==== SELECTED EXCERPT

# B 52 Rooster!



## Rick Acker (Sep 26, 2002)

Just got this mount done! I did not detach the tail feather, so it's guess, but measuring under the tail it came to 25 1/2 inches, so you could add another inch plus if you count the quill. Thanks for checkin' out!


----------



## dosch (May 20, 2003)

Nice Mount. I like the sign!


----------



## Dak (Feb 28, 2005)

excellent


----------



## g/o (Jul 13, 2004)

damn Rick you do nice work!!!!! Looks unbelievable hanging on the wall. Thanks


----------



## woodpecker (Mar 2, 2005)

123


----------



## R y a n (Apr 4, 2005)

How long were it's spurs?

Very nice!


----------



## kgpcr (Sep 2, 2006)

Who mounted it?? that is the worst job i have ever seen. It looks like a 5 year old did it in his dads garage. I will tell you what, Send it to me and i will display it in my home so you dont have to suffer the embarasment. Seriously that is one FINE looking mount!!! WELL DONE!!!! what does it cost to get a bird done like that??


----------



## Rick Acker (Sep 26, 2002)

kgpcr said:


> Who mounted it?? that is the worst job i have ever seen. It looks like a 5 year old did it in his dads garage. I will tell you what, Send it to me and i will display it in my home so you dont have to suffer the embarasment. Seriously that is one FINE looking mount!!! WELL DONE!!!! what does it cost to get a bird done like that??


How did you know I was 5? Well, that's how old my wife says I act like at times. And, I work out of my basement not the garage! I get $250 for a pheasant like that! www.roughridergamebirds.com :beer:


----------



## malspeck (Nov 21, 2005)

woodpecker said:


> Am I seeing things or does that sign have bullet holes??


Looks like where they nailed the sign to the wood!


----------

========
==== ITEMS

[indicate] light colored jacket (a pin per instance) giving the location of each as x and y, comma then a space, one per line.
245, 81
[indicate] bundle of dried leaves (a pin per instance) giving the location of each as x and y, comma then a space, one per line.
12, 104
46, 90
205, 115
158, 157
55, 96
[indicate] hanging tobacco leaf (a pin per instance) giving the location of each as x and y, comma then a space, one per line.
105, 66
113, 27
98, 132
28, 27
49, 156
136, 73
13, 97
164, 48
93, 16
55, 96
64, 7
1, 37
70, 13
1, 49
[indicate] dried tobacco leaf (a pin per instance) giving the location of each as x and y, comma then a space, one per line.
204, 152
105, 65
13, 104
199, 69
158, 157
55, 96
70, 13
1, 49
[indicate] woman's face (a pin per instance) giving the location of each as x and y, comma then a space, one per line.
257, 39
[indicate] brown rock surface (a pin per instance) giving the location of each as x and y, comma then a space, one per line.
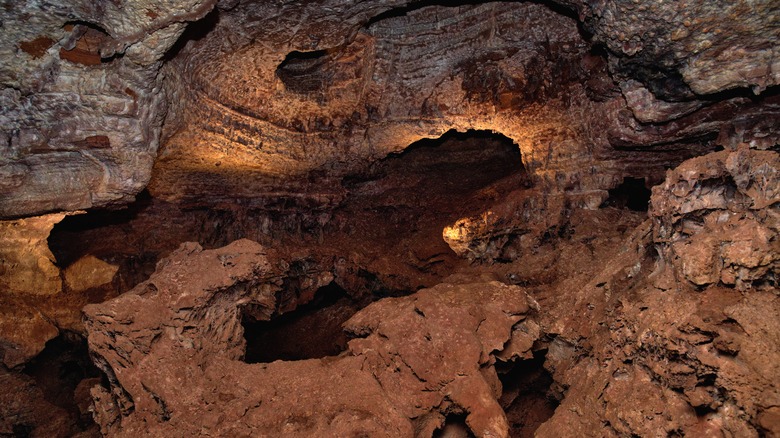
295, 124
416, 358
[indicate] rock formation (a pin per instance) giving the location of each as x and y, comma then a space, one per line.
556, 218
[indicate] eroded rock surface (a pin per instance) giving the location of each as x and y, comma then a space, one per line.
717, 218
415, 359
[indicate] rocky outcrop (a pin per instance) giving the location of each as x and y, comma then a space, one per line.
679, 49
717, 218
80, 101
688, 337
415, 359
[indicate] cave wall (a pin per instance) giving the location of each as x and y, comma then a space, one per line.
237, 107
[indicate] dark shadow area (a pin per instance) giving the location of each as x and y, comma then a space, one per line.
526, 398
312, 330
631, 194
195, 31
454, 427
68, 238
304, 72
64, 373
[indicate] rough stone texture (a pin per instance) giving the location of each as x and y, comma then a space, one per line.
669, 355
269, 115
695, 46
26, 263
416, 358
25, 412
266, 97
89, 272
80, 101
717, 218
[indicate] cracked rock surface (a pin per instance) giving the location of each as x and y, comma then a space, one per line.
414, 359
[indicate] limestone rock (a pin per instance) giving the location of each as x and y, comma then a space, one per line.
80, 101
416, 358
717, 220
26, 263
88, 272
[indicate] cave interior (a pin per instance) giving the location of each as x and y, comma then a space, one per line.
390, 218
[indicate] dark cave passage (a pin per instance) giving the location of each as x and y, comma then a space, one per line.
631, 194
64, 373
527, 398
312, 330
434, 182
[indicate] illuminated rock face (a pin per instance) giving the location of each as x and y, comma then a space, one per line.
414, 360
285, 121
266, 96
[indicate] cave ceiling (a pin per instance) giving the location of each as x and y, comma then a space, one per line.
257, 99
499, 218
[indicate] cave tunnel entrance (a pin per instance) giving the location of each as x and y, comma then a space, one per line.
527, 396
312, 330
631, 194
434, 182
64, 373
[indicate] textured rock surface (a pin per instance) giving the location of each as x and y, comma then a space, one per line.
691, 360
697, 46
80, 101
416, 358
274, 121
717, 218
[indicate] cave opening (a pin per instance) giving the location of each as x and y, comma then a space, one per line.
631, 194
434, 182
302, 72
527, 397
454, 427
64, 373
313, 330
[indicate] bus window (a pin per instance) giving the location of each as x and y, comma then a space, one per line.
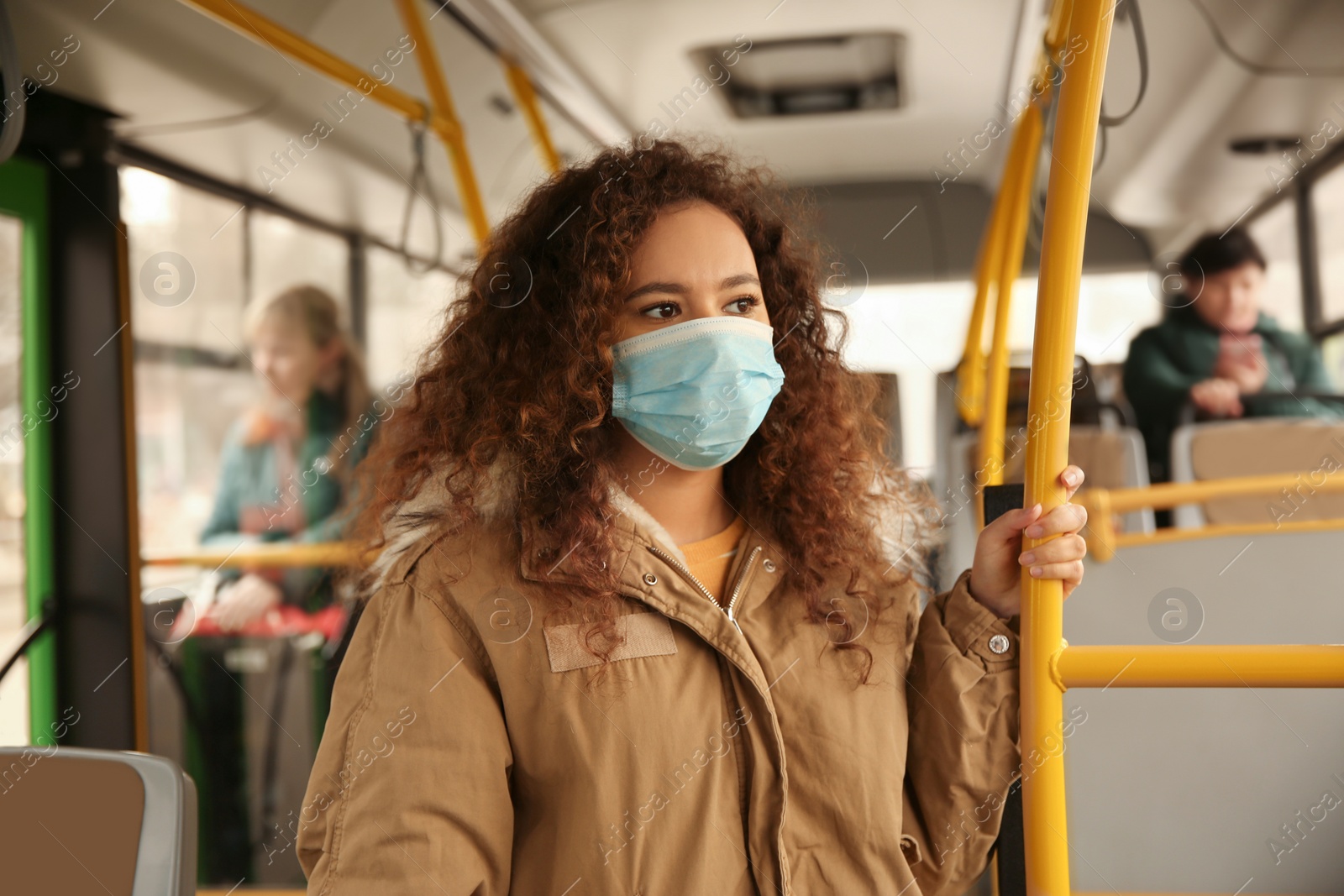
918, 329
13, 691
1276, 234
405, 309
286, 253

========

**OBJECTIVES:**
1 – In the pheasant mount thread, how much does Rick Acker say he charges for a pheasant like the one shown?
2 – List every distinct username that heads a post in the pheasant mount thread.

**COMPLETED EXERCISE:**
1 – $250

2 – Rick Acker, dosch, Dak, g/o, woodpecker, R y a n, kgpcr, malspeck